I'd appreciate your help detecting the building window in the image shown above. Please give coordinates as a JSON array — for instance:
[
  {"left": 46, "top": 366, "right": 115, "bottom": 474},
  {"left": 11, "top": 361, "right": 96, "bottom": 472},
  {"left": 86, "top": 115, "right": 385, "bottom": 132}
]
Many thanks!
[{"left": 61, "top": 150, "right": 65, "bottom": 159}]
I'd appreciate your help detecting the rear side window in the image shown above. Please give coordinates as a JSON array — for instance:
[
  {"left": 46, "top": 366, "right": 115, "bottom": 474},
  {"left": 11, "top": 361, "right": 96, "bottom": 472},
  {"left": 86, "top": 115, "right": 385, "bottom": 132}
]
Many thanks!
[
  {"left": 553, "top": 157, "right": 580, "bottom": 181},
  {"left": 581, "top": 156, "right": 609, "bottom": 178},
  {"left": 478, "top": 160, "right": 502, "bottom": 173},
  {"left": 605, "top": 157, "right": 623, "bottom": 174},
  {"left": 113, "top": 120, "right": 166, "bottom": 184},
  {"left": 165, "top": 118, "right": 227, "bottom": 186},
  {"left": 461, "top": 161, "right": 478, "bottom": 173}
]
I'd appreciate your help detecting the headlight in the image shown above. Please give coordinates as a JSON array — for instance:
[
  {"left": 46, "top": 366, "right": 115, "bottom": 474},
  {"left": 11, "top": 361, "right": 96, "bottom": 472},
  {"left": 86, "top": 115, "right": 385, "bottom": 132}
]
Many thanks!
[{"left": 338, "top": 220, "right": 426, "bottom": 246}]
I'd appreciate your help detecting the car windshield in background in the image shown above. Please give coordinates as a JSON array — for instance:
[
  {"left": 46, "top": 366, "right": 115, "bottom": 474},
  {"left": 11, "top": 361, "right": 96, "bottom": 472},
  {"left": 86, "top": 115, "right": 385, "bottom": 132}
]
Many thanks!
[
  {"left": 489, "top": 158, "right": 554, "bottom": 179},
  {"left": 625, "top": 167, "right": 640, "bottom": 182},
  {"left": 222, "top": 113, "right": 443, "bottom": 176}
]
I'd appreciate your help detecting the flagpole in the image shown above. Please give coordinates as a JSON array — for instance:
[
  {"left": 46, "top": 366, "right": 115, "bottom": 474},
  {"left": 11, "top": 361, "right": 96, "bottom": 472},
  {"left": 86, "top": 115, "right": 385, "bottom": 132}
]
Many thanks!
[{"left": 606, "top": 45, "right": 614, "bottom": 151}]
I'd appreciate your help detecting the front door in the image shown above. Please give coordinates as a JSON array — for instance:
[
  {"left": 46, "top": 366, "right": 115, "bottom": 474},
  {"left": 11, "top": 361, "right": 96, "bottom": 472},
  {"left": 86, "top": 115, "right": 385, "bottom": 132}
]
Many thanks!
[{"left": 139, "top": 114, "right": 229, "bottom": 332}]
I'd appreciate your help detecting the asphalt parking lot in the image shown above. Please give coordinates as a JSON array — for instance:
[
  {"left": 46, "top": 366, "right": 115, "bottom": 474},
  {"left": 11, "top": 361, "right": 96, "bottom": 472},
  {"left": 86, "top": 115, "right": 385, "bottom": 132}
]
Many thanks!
————————
What you need to do: Would you return the full set of entries, unchanged in every detail?

Exercise response:
I'd appreciate your help detecting the building window in the image shown above. Please give coordinates as a JSON array — for instance:
[
  {"left": 46, "top": 366, "right": 115, "bottom": 474},
  {"left": 11, "top": 361, "right": 96, "bottom": 472},
  {"left": 86, "top": 115, "right": 385, "bottom": 132}
]
Many thanks!
[{"left": 61, "top": 150, "right": 65, "bottom": 159}]
I'd appreciate your help detecting the rear side window in the image shown above. Please give coordinates as a JSON array — for instance:
[
  {"left": 46, "top": 366, "right": 115, "bottom": 474},
  {"left": 11, "top": 361, "right": 96, "bottom": 472},
  {"left": 86, "top": 115, "right": 385, "bottom": 132}
]
Many thanks!
[
  {"left": 553, "top": 157, "right": 580, "bottom": 181},
  {"left": 581, "top": 156, "right": 609, "bottom": 178},
  {"left": 478, "top": 160, "right": 502, "bottom": 173},
  {"left": 605, "top": 157, "right": 623, "bottom": 174},
  {"left": 113, "top": 120, "right": 166, "bottom": 184},
  {"left": 165, "top": 118, "right": 227, "bottom": 186},
  {"left": 461, "top": 161, "right": 478, "bottom": 173}
]
I'd appreciate your help detecting the headlight in the image shown above. Please give coordinates as a JSON array — for instance:
[
  {"left": 46, "top": 366, "right": 115, "bottom": 474},
  {"left": 11, "top": 361, "right": 96, "bottom": 472},
  {"left": 86, "top": 115, "right": 385, "bottom": 132}
]
Many thanks!
[{"left": 338, "top": 220, "right": 426, "bottom": 246}]
I'd appreciate your help detecting the car windshield in background in the image shown above. Please give coordinates as a JSON array — for instance:
[
  {"left": 46, "top": 366, "right": 115, "bottom": 474},
  {"left": 11, "top": 361, "right": 96, "bottom": 472},
  {"left": 86, "top": 115, "right": 385, "bottom": 132}
]
Many thanks!
[
  {"left": 489, "top": 158, "right": 554, "bottom": 179},
  {"left": 625, "top": 167, "right": 640, "bottom": 182},
  {"left": 222, "top": 113, "right": 443, "bottom": 176}
]
I'd appreciate your help detecting the flagpole in the image shown above. Please give coordinates as a JSON array — for instance:
[
  {"left": 46, "top": 366, "right": 115, "bottom": 474},
  {"left": 11, "top": 361, "right": 96, "bottom": 472},
  {"left": 86, "top": 115, "right": 385, "bottom": 132}
]
Many thanks!
[{"left": 606, "top": 45, "right": 614, "bottom": 151}]
I'd appreciate your help detecting the front door in the image shown above. Please give coordinates as a JSON array — for instance:
[
  {"left": 46, "top": 366, "right": 115, "bottom": 474},
  {"left": 11, "top": 361, "right": 96, "bottom": 472},
  {"left": 86, "top": 115, "right": 385, "bottom": 132}
]
Many thanks!
[{"left": 139, "top": 114, "right": 229, "bottom": 332}]
I'd appreciate your help detecting the asphalt parking lot in the image shown above. Please give coordinates as a JSON array — for instance:
[
  {"left": 46, "top": 366, "right": 115, "bottom": 474},
  {"left": 11, "top": 361, "right": 96, "bottom": 472},
  {"left": 86, "top": 115, "right": 385, "bottom": 132}
]
Many thanks!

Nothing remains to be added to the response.